Omit every picture while repeating the entries exactly.

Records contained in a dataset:
━━━━━━━━━━━━━━━━

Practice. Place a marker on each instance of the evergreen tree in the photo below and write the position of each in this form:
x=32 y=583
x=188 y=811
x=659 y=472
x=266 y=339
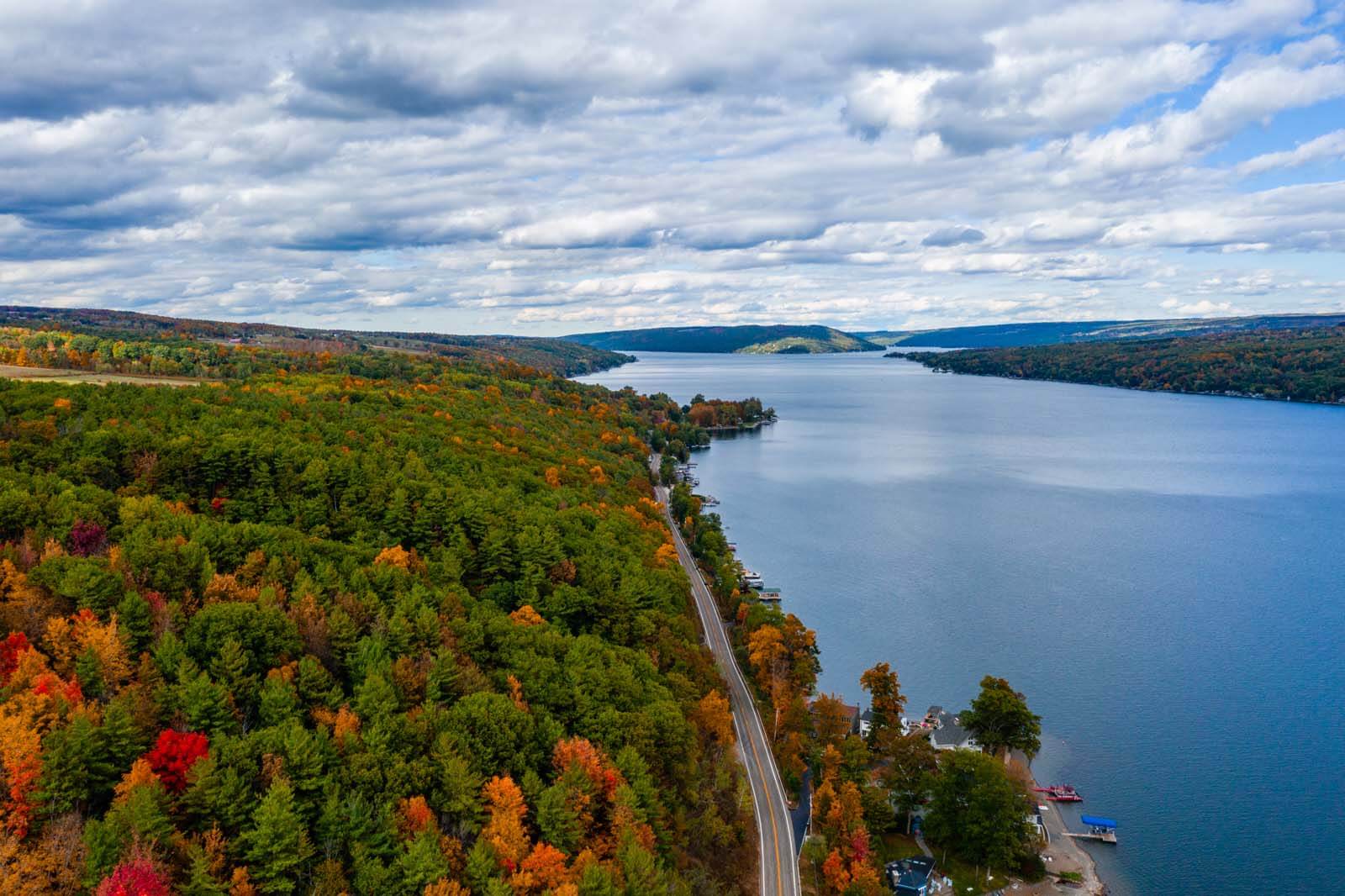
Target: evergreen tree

━━━━━━━━━━━━━━━━

WRITTEN RESPONSE:
Practice. Place a marker on each instance of the evergreen tree in the photo below and write the position of each in this form:
x=32 y=583
x=188 y=811
x=659 y=472
x=266 y=339
Target: evergreen tree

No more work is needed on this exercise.